__Page text__:
◆ ◆ ◆ ◆ ◆

Challenge: Unbalanced benefits
Strongly reinforcing this reactive resistance is the uneven distribution of the benefits of working with, and not against, megatrends such as the digitalized gig economy. The benefits vary from place to place.
Hammersley puts it like this: “How the future affects you depends on the country in which you live. Labor laws and civil rights are much stronger in some countries than in others. For instance, in some countries, if you’re between gigs, you don’t lose your healthcare, you don’t starve to death, and you don’t lose your housing.” But, “in some other countries, you really are screwed! You’re bankrupt, and things can go horribly wrong.”
Every society thus needs to strive for a good social balance. “When we have conversations about the gig economy, it’s usually from the point of view of the multinational, knowledge-working, information-technology-heavy elite. For them, the gig economy is very good.” But, in Ben’s view, everyone needs to feel like a winner, not just some.
Challenge: lack of imagination
Both militant myopia and unbalanced benefits can be seen as effects of a deeper cause, according to Ben Hammersley: a lack of imagination and vision to see where the megatrends are leading us, as well as a lack of vocabulary, and cognitive and legal structures to discuss and act on their impact.
And it is because we have not yet developed the new ideas and structures we need that we are vulnerable to using old ones that don’t really fit. “As the world accelerates in the light of all of the megatrends we are seeing, we are seeing a potent backlash, the appeal of which is an imagined return to a simpler past where everybody knew their place.”
“But when you live in an era of massive change, a reaction of militant nostalgia will cause you to recede, because you are going backward – relatively speaking – even if you are standing still, because everyone else is going forward.”
The challenge of facing challenges
Given these challenges, is futurist Ben Hammersley optimistic about the future? Yes, but cautiously so: “What makes me pessimistic is that some countries are going through a generational spasm of the last remaining years of the political and economic power of people for whom considering those problems is cognitively unacceptable.”
But in Ben’s view, the megatrends engulfing us will carry us along, whether we like it or not. “There will be pendulum swings and backlashes, but over the next few years, we can expect to see a rallying of support for dealing seriously with these megatrends. In many places, you can almost feel the pressure building up to take constructive action.”
Ultimately, Hammersley is optimistic. Resistance is futile, so to speak, and the tide of history is already moving us to where we need to be. Clearly, there is much work to be done, and “much will have to change in the way we live and work”. But “what makes me optimistic is that we know how to solve the challenges we face.” For one thing, we have the technological tools!

◆ ◆ ◆ ◆ ◆

__Raw data__:
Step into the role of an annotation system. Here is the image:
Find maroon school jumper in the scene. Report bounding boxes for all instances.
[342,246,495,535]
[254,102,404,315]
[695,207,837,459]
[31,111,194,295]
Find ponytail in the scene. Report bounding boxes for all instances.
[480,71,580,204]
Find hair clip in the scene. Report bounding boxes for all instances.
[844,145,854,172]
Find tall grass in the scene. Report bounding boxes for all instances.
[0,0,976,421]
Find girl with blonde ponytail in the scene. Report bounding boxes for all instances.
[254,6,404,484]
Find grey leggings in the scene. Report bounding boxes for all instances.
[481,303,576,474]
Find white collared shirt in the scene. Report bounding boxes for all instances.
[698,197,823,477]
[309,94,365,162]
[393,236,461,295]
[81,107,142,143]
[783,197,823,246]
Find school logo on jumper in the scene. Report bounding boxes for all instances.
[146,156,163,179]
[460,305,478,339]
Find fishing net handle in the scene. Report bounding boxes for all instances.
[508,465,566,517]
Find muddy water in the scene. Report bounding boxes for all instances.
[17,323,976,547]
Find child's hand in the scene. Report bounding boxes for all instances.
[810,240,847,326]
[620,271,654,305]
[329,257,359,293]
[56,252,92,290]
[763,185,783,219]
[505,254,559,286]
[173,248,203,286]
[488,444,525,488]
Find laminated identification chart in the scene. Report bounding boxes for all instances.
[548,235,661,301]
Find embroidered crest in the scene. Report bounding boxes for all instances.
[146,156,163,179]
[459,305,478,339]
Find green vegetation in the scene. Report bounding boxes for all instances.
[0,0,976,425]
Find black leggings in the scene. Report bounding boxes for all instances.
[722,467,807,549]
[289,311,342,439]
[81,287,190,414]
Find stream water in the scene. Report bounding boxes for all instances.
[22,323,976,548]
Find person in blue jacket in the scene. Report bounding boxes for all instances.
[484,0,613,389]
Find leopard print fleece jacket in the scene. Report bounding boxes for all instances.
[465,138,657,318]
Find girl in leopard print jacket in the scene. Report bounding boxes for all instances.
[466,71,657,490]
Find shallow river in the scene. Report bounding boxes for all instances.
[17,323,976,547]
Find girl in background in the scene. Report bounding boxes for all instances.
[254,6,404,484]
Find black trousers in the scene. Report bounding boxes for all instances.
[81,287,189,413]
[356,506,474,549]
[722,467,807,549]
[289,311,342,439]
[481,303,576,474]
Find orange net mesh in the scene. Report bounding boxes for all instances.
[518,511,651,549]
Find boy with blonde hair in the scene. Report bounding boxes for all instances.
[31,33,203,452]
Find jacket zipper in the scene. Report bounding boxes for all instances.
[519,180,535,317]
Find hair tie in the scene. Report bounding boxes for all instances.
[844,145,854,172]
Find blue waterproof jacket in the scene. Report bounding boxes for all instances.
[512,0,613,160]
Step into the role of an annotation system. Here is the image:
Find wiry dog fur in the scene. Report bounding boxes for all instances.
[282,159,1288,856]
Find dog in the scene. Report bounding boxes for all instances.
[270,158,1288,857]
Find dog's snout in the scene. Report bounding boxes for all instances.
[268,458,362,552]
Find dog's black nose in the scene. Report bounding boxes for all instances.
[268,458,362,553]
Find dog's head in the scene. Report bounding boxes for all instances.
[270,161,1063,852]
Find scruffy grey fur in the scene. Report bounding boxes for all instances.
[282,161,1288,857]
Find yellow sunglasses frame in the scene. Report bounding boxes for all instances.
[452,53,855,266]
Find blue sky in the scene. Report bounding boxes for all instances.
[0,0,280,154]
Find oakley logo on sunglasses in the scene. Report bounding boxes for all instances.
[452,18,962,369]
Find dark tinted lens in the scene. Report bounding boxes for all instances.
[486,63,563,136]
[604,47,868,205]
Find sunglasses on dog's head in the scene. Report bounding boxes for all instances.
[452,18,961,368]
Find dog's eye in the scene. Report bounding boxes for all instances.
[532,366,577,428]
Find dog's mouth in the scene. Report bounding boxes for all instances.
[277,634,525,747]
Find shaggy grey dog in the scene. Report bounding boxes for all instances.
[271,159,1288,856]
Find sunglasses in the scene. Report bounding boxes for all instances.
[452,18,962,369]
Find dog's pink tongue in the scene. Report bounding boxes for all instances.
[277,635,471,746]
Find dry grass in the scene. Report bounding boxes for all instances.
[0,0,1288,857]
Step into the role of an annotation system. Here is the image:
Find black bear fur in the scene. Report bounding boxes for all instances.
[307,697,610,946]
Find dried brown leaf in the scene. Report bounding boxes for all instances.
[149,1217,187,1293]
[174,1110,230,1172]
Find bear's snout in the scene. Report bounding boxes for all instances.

◆ ◆ ◆ ◆ ◆

__Required work__: Please write the next part of the passage on megatrends, starting right after its final sentence. The listing has nothing to do with the passage on megatrends.

__Exercise result__:
Solution: embrace the change
As Hammersley sees it, one of the best ways to prepare for the future is simply to start taking ownership of the present. How? First of all, we have to take care of one another. “Society should look after society. Individuals are interconnected with everybody else. For widespread social change to work, it has to be at a political level where we as a collective decide how, and what changes to make.”
Second, we need good leaders. “The type of political leadership will be crucial to what happens next. Some countries will say that we know that the gig economy is going to be painful, so we as a society are going to work together to find you a new work identity! After all, it is the government’s responsibility. These are the people we elect to do the administrative work around the collective infrastructure which is the tissue of our very existence.”
“The truth of the matter is that in every country we need to face these megatrend issues.” In other words, there is no escape from the future, and it’s already happening. For instance, “we’re going to start to see not just a social trend toward higher-density cities, but also a political trend. A political push toward trying to get people to live in higher-density urban living.”
The importance of words and ideas
We will also need new ways to conceptualize and discuss changes and their ramifications. “Our brains are fine – we don’t need any cyber-punk upgrades to our cognition. We simply need to develop new vocabulary, and new cognitive and legal structures to describe what is going on and talk about it.”
Hammersley thinks that one of the ways in which this will happen is through “shifting our traditional cultural analogies and metaphors” to create new spaces in which to think. “To prosper in the face of all of this change also requires a much wider and much more forward-thinking approach: we can’t keep thinking of all of these things as being separate: we need to take a holistic approach, and to look at them with open eyes.”
Ben says that we need to develop new ways to cognitively interpret and collectively discuss where the megatrends are taking us. How do we do that? Ben gives us a glimpse in this short video, “Shifting analogies is the definition of innovation”.
Expect the unexpected: role of serendipity
Ben’s method for thriving in the future is simple. We need to pay more attention to what is really going on around us now, and be more open to discovering the unexpected in our observations. “Quite simply, you cannot prepare for 20 years’ time. You can only prepare for tomorrow – and that only by constantly and actively questioning everything you do today.” To put it another way, we must accept serendipity.
Serendipity is at the heart of Ben Hammersley’s method for dealing with the future (see box). Fairy tales and stories for children are full of serendipity. A princess kisses a frog out of simple human kindness and is surprised to find true love, for instance. Children love these types of tales, in part because they are still receptive to whatever life delivers. They expect to be surprised and are delighted when it happens. Ben Hammersley suggests that we learn from our children, and return to a state in which we open ourselves to being constantly surprised.
Cities are the future of civilization
And cities will be the deciding factor in our evolution, according to Ben. “Cities are the future of civilization, and the open and flexible nature of cities will help to lead us in the direction of developing the cognitive and cultural structures needed to use our technology wisely.”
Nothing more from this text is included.